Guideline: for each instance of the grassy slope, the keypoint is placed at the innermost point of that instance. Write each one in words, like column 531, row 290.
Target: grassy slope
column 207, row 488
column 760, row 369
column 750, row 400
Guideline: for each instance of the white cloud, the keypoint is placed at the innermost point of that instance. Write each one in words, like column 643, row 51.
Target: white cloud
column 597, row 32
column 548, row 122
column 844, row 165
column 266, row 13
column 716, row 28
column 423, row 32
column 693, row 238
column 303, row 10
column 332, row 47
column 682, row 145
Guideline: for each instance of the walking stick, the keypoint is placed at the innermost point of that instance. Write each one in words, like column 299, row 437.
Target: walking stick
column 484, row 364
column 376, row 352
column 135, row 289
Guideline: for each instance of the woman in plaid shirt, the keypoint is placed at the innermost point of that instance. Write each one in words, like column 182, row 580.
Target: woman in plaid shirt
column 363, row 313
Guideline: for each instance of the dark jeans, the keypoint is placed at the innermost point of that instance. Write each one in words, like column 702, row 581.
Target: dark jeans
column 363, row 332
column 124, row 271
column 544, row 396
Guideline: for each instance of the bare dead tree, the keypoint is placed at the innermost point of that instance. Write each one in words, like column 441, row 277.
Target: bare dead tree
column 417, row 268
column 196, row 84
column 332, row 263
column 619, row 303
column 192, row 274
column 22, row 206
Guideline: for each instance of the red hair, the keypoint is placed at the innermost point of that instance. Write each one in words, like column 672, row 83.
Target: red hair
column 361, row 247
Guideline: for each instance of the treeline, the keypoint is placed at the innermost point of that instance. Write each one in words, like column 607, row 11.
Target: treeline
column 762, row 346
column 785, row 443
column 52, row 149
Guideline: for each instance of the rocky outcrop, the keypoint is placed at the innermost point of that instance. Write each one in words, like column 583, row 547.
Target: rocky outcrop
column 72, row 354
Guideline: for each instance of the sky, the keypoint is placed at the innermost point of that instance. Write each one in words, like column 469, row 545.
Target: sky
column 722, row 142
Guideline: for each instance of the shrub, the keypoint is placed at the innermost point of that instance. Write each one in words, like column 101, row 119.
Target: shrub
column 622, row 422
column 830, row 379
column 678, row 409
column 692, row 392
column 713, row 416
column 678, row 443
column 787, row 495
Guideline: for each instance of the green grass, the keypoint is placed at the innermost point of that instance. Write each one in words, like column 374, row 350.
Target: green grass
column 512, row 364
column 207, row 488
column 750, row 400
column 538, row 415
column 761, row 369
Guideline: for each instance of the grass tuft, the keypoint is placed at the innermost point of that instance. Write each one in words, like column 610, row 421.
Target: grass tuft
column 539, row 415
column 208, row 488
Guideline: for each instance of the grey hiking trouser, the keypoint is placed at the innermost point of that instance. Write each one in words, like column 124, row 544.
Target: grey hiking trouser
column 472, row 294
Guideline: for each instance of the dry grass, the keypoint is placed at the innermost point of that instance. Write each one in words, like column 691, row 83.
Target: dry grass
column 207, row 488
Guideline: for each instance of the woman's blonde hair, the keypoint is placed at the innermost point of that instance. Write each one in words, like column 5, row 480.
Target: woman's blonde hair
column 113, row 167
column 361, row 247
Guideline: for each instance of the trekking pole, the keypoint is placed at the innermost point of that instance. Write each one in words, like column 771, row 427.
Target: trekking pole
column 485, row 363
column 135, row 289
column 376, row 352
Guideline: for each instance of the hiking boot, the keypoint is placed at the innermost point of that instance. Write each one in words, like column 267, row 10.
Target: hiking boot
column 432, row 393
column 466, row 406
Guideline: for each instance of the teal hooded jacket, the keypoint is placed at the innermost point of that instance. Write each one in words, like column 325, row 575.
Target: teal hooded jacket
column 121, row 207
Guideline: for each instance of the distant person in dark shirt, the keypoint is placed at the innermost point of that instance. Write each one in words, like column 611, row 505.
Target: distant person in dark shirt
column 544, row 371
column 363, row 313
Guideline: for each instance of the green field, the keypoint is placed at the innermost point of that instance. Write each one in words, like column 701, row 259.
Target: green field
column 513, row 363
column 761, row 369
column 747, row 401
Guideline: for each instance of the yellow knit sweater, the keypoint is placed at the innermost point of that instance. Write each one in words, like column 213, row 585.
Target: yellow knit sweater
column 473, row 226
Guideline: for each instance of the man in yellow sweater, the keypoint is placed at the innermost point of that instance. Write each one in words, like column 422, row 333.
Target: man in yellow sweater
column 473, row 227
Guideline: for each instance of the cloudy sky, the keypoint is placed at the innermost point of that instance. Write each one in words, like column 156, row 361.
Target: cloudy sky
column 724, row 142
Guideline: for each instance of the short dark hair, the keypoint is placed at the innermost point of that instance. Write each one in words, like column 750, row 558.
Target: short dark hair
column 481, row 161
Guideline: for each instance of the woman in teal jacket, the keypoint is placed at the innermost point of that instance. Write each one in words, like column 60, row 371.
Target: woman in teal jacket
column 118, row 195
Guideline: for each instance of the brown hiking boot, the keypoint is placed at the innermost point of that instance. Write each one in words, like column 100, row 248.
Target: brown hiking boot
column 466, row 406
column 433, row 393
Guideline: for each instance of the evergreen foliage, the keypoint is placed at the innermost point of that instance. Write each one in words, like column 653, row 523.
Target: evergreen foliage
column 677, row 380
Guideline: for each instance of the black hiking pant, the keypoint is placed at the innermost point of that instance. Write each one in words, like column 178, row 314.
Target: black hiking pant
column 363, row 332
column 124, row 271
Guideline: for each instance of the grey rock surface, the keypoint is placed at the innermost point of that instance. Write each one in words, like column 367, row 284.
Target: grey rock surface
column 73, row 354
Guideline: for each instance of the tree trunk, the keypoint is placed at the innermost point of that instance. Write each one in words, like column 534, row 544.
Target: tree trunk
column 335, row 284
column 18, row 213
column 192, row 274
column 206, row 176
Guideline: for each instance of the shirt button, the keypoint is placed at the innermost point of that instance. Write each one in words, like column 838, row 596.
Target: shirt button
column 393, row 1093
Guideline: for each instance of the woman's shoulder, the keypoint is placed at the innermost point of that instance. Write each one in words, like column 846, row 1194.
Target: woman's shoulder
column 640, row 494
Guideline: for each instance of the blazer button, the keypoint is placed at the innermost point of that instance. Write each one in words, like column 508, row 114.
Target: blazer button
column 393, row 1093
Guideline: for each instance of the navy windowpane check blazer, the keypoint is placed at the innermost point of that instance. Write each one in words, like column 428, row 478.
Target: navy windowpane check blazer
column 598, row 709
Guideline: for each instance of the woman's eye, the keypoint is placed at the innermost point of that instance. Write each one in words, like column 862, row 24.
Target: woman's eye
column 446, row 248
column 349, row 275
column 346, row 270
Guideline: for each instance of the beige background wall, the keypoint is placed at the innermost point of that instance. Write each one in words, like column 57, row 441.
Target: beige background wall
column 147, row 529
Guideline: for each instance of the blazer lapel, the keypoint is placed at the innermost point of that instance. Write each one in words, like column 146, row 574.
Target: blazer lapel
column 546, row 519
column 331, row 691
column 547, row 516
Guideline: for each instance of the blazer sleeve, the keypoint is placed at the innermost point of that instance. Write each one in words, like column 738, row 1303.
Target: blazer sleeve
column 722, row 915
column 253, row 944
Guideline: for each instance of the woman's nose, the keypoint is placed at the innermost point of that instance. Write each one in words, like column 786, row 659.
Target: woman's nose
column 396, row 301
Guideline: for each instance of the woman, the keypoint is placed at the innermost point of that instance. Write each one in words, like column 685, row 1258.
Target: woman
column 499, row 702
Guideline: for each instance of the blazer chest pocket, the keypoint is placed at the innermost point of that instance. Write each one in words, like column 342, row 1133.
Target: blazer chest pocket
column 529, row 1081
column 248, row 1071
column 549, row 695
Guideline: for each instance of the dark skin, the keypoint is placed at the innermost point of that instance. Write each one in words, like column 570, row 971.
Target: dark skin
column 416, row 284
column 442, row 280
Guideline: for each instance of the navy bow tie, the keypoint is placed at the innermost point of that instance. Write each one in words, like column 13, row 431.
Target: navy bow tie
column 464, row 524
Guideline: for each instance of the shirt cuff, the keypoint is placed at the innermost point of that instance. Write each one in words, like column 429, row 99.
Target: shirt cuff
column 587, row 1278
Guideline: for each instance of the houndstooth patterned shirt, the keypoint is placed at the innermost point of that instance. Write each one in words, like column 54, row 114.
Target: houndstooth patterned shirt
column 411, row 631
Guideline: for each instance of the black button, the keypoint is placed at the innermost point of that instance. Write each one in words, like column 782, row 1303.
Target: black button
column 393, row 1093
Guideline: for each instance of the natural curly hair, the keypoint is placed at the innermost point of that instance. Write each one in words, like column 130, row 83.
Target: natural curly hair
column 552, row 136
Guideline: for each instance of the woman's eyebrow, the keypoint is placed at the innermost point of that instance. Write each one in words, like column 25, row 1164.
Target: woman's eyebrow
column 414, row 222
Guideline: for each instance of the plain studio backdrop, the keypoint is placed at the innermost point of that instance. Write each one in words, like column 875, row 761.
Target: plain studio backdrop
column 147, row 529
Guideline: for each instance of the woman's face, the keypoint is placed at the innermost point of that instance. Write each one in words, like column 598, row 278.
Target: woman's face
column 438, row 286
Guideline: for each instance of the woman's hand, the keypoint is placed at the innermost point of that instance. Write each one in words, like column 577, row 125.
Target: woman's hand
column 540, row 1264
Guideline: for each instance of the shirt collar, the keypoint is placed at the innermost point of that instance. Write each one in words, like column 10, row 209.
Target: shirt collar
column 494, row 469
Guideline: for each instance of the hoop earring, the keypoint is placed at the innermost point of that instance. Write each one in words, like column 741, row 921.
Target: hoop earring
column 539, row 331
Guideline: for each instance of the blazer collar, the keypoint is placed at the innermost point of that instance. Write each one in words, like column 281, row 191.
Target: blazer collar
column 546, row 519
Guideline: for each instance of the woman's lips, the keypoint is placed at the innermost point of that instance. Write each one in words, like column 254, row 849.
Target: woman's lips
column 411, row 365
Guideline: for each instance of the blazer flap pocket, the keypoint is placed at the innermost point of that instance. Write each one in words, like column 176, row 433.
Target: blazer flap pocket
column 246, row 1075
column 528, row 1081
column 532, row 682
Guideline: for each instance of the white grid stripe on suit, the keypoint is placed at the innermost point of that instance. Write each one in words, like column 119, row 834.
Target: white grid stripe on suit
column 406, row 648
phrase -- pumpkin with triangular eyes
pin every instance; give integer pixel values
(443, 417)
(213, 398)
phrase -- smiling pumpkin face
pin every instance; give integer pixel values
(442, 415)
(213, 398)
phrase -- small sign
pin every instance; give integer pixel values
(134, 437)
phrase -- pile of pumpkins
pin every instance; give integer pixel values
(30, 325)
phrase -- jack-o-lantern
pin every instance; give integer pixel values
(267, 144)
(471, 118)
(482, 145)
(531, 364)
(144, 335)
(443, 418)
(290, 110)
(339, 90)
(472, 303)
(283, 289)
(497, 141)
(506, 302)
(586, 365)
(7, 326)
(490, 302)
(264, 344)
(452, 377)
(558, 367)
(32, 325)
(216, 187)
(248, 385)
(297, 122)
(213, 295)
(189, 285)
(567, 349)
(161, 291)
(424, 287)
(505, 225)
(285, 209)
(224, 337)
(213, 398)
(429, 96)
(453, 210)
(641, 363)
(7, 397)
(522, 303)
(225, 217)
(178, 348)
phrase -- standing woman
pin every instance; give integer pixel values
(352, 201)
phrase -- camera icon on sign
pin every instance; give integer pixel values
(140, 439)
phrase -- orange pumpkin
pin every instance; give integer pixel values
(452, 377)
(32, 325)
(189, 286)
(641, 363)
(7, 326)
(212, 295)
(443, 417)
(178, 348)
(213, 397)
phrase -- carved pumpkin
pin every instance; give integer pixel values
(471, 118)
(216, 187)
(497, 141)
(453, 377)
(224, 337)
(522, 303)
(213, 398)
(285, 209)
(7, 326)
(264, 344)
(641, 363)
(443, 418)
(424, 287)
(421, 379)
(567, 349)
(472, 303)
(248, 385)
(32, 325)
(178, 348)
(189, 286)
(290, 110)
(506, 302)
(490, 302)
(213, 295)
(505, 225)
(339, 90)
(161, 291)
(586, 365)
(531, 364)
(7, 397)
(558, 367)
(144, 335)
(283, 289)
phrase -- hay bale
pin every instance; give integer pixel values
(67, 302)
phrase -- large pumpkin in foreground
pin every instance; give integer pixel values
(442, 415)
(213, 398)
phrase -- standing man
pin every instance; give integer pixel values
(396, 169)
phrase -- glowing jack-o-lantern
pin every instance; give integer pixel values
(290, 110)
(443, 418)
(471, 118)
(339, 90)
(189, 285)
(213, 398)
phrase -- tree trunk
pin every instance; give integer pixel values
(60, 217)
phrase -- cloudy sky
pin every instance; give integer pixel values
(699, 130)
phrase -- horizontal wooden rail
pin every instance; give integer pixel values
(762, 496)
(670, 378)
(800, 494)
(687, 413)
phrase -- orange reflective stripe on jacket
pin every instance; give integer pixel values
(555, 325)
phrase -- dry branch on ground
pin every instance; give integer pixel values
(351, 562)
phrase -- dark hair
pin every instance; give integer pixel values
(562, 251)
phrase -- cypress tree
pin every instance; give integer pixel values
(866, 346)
☆ ☆ ☆
• **What you should do**
Reproduce the lines above, beginning at the line with "Guideline: for each instance of the shrub, the" and stopping after the line with "Guideline: for each instance of the green grass, the", exactly as they are.

• **Answer section**
Guideline: for each instance of the shrub, the keypoint is placed at the innermost point of that instance. Write each one in words, like column 101, row 119.
Target: shrub
column 622, row 422
column 830, row 379
column 678, row 409
column 692, row 392
column 713, row 416
column 678, row 443
column 787, row 495
Guideline: for each instance of the green grass, the keypoint is placed at the innermost point of that instance. Write each one in words, like column 374, row 350.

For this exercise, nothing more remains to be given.